__REQUIREMENT__.
Return all entries word for word, but drop any images.

^^^^^^^^^^^^^^^^

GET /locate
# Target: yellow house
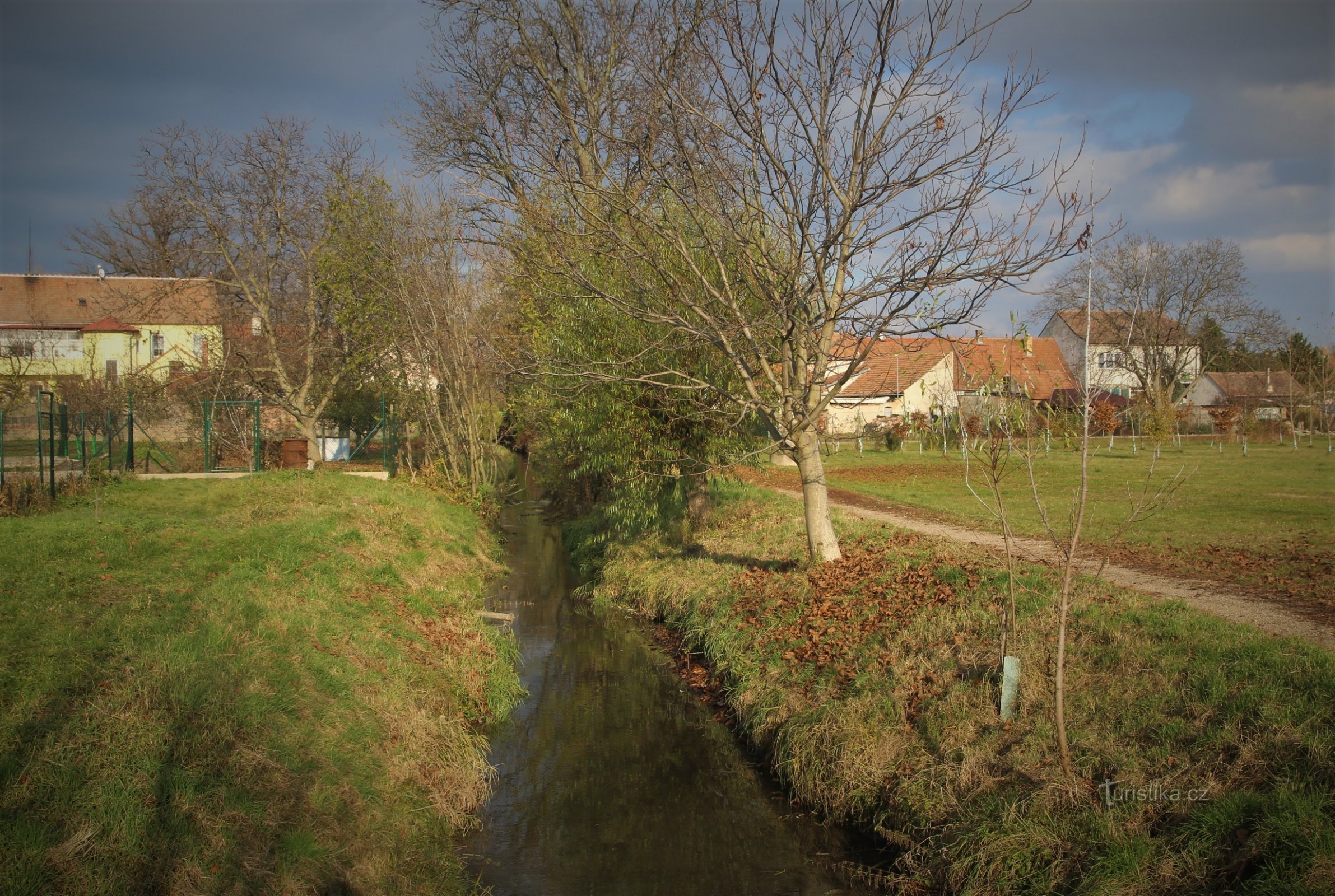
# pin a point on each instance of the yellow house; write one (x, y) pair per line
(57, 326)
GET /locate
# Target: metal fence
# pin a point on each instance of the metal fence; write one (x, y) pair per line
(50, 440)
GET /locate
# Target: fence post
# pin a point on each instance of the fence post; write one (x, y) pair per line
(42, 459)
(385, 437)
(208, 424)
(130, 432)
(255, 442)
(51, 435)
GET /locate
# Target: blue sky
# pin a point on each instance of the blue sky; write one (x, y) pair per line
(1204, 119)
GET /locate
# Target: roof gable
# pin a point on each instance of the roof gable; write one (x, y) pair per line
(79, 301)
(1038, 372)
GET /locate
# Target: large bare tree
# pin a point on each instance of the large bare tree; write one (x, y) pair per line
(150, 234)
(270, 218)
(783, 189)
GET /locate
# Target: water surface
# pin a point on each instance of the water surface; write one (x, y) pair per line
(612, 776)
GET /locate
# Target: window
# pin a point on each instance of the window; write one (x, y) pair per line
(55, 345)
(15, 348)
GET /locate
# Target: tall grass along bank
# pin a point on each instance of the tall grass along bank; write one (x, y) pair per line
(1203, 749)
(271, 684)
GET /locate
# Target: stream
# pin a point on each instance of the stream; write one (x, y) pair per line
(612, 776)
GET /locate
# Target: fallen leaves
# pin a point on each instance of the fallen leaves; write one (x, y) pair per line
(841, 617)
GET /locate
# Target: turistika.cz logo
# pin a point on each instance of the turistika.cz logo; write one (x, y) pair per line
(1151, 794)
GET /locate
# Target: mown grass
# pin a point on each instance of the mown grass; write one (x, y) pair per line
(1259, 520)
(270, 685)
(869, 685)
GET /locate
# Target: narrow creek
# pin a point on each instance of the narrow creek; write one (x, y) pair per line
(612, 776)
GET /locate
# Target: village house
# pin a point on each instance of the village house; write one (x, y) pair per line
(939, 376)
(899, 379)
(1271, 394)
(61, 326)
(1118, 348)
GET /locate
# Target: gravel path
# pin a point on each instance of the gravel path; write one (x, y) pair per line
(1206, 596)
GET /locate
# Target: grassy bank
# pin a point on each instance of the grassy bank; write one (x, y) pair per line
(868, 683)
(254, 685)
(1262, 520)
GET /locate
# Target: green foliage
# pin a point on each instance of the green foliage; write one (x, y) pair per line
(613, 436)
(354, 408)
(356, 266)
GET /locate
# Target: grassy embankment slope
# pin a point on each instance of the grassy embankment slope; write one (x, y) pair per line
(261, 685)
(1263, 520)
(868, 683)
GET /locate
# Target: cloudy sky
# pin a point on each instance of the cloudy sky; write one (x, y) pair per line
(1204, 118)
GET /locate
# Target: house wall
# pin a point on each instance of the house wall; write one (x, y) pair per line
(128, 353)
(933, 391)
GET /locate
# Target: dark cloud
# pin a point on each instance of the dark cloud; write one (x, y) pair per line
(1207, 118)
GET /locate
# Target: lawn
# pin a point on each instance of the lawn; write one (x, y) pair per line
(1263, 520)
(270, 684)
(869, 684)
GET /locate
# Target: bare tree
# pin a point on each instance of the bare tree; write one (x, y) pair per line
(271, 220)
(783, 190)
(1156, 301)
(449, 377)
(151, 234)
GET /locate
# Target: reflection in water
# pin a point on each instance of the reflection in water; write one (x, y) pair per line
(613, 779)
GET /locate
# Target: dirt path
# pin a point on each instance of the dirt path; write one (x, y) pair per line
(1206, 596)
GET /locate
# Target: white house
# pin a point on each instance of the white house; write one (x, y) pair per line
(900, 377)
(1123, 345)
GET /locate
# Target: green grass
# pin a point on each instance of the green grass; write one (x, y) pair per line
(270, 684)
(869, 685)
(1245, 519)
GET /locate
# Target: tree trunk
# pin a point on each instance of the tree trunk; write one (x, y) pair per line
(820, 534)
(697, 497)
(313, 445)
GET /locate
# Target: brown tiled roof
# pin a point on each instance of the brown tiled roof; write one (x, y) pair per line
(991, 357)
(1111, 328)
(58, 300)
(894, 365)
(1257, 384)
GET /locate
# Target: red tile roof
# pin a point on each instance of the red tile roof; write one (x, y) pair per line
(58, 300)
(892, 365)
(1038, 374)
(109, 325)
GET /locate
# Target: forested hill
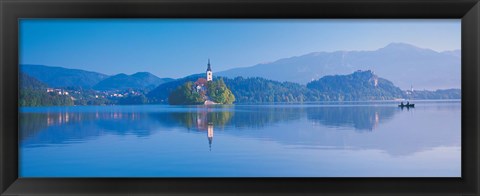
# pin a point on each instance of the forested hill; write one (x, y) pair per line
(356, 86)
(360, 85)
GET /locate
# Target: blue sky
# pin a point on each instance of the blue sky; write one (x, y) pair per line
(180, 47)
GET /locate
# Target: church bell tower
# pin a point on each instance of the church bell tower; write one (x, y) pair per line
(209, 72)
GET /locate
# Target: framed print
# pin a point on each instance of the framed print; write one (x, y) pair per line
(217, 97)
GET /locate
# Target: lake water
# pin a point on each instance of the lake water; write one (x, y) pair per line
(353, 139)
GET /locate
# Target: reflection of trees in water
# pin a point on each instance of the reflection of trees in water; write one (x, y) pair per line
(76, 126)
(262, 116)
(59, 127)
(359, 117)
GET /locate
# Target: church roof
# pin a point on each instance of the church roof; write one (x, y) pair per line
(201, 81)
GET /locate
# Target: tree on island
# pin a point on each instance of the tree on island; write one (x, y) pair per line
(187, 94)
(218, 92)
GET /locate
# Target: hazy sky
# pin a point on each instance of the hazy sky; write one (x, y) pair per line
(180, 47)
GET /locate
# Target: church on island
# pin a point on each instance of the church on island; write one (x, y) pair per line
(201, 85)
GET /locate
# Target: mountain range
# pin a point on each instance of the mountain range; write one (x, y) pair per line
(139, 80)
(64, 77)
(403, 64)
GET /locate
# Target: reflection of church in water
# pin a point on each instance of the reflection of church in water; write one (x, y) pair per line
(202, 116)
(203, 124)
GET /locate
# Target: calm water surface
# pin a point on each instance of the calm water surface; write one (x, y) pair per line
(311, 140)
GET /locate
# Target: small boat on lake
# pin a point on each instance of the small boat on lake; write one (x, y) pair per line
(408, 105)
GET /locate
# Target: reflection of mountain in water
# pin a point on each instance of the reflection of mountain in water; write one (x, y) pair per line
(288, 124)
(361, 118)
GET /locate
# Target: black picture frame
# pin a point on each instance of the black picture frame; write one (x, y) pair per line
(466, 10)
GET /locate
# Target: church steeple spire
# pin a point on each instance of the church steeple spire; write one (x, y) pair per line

^^^^^^^^^^^^^^^^

__TASK ANSWER__.
GET /locate
# Target: yellow house
# pin a point on each instance of the yellow house; write one (x, y) pair per line
(57, 326)
GET /locate
# Target: metal fence
# pin a point on each instance of the metal fence; write one (x, y) pair per line
(50, 440)
GET /locate
# Target: fence post
# pin a point on each instance of the fence post; write one (x, y) pair per line
(42, 459)
(385, 437)
(208, 424)
(130, 432)
(255, 442)
(51, 435)
GET /locate
# Target: blue sky
# pin a point on each instance of the blue sky; write one (x, y) pair per line
(1204, 119)
GET /locate
# Target: roof gable
# pin a point on each instance of the roof gable; write one (x, y) pair per line
(79, 301)
(1038, 372)
GET /locate
# Target: large bare tree
# pin a point on each instance of the large bare tree; write one (x, y) pair per line
(150, 234)
(270, 218)
(783, 189)
GET /locate
# Target: water surface
# pin a point on each instance of the water surface; write one (x, y) pair per line
(612, 776)
GET /locate
# Target: window
# pin a point on each instance of the window; write one (x, y) pair per line
(55, 345)
(15, 348)
GET /locate
# Target: tall grass along bank
# pin a point on each instance of the tall grass along bank; write one (x, y) pair per line
(1203, 749)
(271, 684)
GET /locate
# Target: stream
# pin a point on each instance of the stream; write one (x, y) pair per line
(612, 776)
GET /locate
# Target: fallen leaves
# pin a point on each instance of the fallen leaves; write one (x, y) pair per line
(841, 617)
GET /locate
# Target: turistika.cz logo
# pin a point on each instance of the turistika.cz logo; write one (x, y) pair per line
(1151, 794)
GET /locate
# Target: mown grass
# pin a point on each instance of the mown grass; write one (x, y) pair per line
(1259, 520)
(270, 685)
(869, 685)
GET /locate
# Target: narrow creek
# pin a point on each instance of the narrow creek; write one (x, y) pair per line
(612, 776)
GET /locate
# Target: village house
# pin a point on each instance of the village house; write one (x, y) pair per line
(939, 376)
(899, 379)
(1271, 394)
(61, 326)
(1118, 348)
GET /locate
# Target: gravel path
# pin a point on each instance of the gravel path; write one (x, y) pair per line
(1206, 596)
GET /locate
# Target: grassy bank
# pin a point on each instance of the grassy bank; write one (x, y) pair per line
(868, 683)
(254, 685)
(1262, 520)
GET /locate
# Target: green foliage
# pin a point on each instance of the green foliage; write one (x, y) pair per line
(613, 436)
(354, 408)
(356, 266)
GET /locate
# Target: grassy embankment slope
# pin a point on each instance of the grassy embankment slope; write one (x, y) pair per line
(261, 685)
(1263, 520)
(868, 683)
GET /locate
# Target: cloudy sky
# pin a point on each instance of the cloudy sky; write one (x, y) pair per line
(1204, 118)
GET /locate
# Target: house wall
# pin a point on each instance of the house wall; write one (x, y) pair per line
(128, 353)
(933, 391)
GET /locate
# Target: dark cloud
# pin a point on each instance of the dark cloud; write one (x, y) pair per line
(1207, 118)
GET /locate
# Target: lawn
# pin a point on each instance of the lawn; write one (x, y) pair per line
(1263, 520)
(270, 684)
(869, 684)
GET /locate
# Target: bare tree
# pin a point on each instance of the bare tree; write one (x, y) pair per line
(271, 220)
(783, 190)
(1156, 301)
(449, 377)
(151, 234)
GET /locate
# Target: reflection in water
# pin a point on each instance of the reflection in water; write one (x, y) pair per line
(613, 779)
GET /locate
# Target: dirt path
# pin a point on each instance of the dirt path; write one (x, y) pair per line
(1206, 596)
GET /locate
# Target: white house
# pin a point on each instance of the white house; write one (x, y) pair per line
(900, 377)
(1123, 345)
GET /locate
# Target: green grass
# pin a point on each instance of the green grass; write one (x, y) pair per line
(270, 684)
(869, 685)
(1245, 519)
GET /locate
# Target: tree trunk
# pin a point on each instance of the tree trunk; write one (x, y) pair per line
(820, 534)
(697, 497)
(313, 445)
GET /locate
# Target: brown tiled roof
# pin a point on each instance of the brown tiled roof; write one (x, y) pair per line
(991, 357)
(1111, 328)
(58, 300)
(894, 365)
(1257, 384)
GET /locate
# Target: red tile roof
# pin a point on each instance of the red tile roof; write one (x, y) pair per line
(58, 300)
(892, 365)
(1038, 374)
(109, 325)
GET /locate
# Target: forested hill
# pin a point on each instance of the forested hill; write one (x, y) pair per line
(356, 86)
(360, 85)
GET /locate
# Target: blue sky
# pin a point on each instance of the blue sky; write one (x, y) pair per line
(180, 47)
GET /locate
# Target: church bell tower
# pin a point on each instance of the church bell tower; write one (x, y) pair per line
(209, 72)
GET /locate
# Target: framed print
# pin a point on each instance of the framed print; write one (x, y) pair per line
(217, 97)
GET /locate
# Target: lake water
# pin a point on each instance of the lake water; write one (x, y) pair per line
(353, 139)
GET /locate
# Target: reflection of trees in water
# pin a point on each instance of the reflection of trees in water; write one (x, y) pair per line
(76, 126)
(262, 116)
(59, 127)
(359, 117)
GET /locate
# Target: church roof
# pin a point on each instance of the church roof; write one (x, y) pair per line
(201, 81)
GET /locate
# Target: tree on island
# pin a point on each instance of the tree on island; write one (x, y) pair per line
(187, 94)
(218, 92)
GET /locate
# Target: hazy sky
# pin a point on each instance of the hazy sky; write one (x, y) pair per line
(180, 47)
GET /locate
# Target: church on island
# pin a point on each instance of the church on island; write one (x, y) pair per line
(201, 85)
GET /locate
# Target: mountain range
# pin a point on each instance of the mountain range; write one (x, y) pair per line
(139, 80)
(64, 77)
(403, 64)
GET /locate
# Target: reflection of church in water
# pin a point on each instance of the reflection of church in water; write one (x, y) pair per line
(202, 116)
(203, 124)
GET /locate
# Target: calm water surface
# pin a point on each instance of the calm water surface; write one (x, y) pair per line
(311, 140)
GET /locate
# Target: small boat on lake
# pin a point on each instance of the small boat on lake; write one (x, y) pair per line
(408, 105)
GET /locate
# Target: reflection of mountain in water
# pin a point on each instance of the reflection of mountain in water; write one (x, y) pair per line
(288, 124)
(361, 118)
GET /locate
# Target: black picture frame
# pin a point on each instance of the black picture frame; write one (x, y) pair per line
(466, 10)
GET /locate
# Target: church steeple spire
# pin a point on each instance of the church steeple spire; write one (x, y) pair per line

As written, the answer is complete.